***** Given text

8 key points for logo design and how to apply them

You gotta know the basics before you can change the rules. These are 8 key points for logo design that every designer should always have in mind.These are some basic guidelines and key points for logo design to keep in mind when creating a brand identity for your business.

Before we get into it though, there’s one thing I want to make clear. In this post I’m outlining a lot of widely-accepted and well-endorsed advice, but I think some of the most interesting and memorable design ideas are the ones that break “rules”.

That’s not to say I think you should ignore the advice; in fact, I really think it’s only by really understanding these key points for logo design first that you can understand how to go in an entirely different direction and create something amazing. There should always be well-balanced and considered reasons behind every design decision.

If there’s anything to take away from this post, it should be that although every good designer knows the basics, they should also be willing to push the boundaries and always keep trying to break into new ground.

But enough of that! Here are the key points for logo design that I think every designer should consider each time they work on a project.

**********
***** Exercise input

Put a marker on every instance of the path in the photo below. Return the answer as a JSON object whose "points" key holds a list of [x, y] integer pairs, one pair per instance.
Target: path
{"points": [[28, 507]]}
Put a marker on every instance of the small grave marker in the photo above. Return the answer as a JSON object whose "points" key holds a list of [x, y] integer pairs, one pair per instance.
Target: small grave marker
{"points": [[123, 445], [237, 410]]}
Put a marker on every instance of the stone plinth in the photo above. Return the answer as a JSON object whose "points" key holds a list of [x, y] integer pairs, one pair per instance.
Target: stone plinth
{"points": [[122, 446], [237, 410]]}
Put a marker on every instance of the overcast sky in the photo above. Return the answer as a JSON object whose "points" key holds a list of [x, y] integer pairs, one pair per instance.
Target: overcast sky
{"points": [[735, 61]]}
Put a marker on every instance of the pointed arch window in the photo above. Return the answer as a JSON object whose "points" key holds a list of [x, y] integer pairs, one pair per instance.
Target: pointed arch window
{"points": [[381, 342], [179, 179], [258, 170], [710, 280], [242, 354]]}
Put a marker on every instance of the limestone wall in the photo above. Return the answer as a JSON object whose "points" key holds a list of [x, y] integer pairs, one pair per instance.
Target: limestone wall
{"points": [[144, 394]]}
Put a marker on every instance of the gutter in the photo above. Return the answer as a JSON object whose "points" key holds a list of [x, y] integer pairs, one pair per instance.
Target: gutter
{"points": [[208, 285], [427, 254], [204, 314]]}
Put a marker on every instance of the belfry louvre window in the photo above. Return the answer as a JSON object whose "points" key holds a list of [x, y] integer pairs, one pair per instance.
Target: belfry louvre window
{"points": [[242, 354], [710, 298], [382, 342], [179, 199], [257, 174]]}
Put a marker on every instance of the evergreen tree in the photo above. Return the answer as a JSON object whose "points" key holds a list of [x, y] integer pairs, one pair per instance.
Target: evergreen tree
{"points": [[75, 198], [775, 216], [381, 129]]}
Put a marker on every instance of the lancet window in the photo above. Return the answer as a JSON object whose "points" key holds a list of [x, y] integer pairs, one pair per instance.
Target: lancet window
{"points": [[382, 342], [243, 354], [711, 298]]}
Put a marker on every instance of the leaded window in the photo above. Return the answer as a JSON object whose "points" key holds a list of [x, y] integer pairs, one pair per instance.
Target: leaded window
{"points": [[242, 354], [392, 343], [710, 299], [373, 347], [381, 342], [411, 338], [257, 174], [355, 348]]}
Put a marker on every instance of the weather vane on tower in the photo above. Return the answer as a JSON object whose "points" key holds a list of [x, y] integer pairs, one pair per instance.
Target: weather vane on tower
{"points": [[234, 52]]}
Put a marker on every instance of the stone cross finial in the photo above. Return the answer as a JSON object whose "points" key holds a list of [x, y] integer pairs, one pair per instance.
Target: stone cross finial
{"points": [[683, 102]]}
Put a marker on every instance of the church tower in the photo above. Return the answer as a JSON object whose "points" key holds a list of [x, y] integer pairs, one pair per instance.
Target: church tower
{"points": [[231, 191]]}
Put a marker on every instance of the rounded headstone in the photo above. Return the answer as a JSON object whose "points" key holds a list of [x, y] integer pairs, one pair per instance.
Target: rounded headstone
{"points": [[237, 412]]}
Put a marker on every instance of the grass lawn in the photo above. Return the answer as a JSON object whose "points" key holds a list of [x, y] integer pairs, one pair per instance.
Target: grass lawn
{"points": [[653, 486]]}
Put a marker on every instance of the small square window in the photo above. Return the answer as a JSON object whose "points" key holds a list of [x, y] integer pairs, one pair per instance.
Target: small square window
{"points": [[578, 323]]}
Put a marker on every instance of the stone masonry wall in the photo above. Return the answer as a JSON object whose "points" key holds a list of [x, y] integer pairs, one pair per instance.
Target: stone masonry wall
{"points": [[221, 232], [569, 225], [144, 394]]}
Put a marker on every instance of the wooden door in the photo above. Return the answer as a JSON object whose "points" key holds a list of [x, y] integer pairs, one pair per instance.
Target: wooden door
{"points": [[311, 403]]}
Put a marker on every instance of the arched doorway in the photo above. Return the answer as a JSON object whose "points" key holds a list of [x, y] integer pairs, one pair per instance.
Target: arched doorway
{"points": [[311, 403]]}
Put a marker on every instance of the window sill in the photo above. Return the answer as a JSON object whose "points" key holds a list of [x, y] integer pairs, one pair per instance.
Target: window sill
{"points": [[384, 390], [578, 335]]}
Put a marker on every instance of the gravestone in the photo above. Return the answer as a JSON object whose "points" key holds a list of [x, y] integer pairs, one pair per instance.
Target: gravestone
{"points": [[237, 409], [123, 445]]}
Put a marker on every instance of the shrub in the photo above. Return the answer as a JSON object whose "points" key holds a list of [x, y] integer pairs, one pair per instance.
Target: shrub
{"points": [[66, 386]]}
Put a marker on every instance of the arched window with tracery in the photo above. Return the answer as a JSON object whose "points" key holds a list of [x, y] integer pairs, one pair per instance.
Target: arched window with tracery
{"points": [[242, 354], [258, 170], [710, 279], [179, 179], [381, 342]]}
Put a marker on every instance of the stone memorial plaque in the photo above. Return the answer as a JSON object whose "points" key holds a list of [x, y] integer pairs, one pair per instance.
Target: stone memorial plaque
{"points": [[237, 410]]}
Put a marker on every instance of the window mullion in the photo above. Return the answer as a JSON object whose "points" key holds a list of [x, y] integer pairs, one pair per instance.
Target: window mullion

**********

» Instructions
• a. Rewrite the logo design post between "You gotta know" and "every design decision.", inclusive, replacing "advice" with "guidance".
• b. Pull out every line of the records that contains the word "plaque".

» Answers to the tasks
• a.
You gotta know the basics before you can change the rules. These are 8 key points for logo design that every designer should always have in mind.These are some basic guidelines and key points for logo design to keep in mind when creating a brand identity for your business.

Before we get into it though, there’s one thing I want to make clear. In this post I’m outlining a lot of widely-accepted and well-endorsed guidance, but I think some of the most interesting and memorable design ideas are the ones that break “rules”.

That’s not to say I think you should ignore the guidance; in fact, I really think it’s only by really understanding these key points for logo design first that you can understand how to go in an entirely different direction and create something amazing. There should always be well-balanced and considered reasons behind every design decision.

• b.
Put a marker on every instance of the stone memorial plaque in the photo above. Return the answer as a JSON object whose "points" key holds a list of [x, y] integer pairs, one pair per instance.
Target: stone memorial plaque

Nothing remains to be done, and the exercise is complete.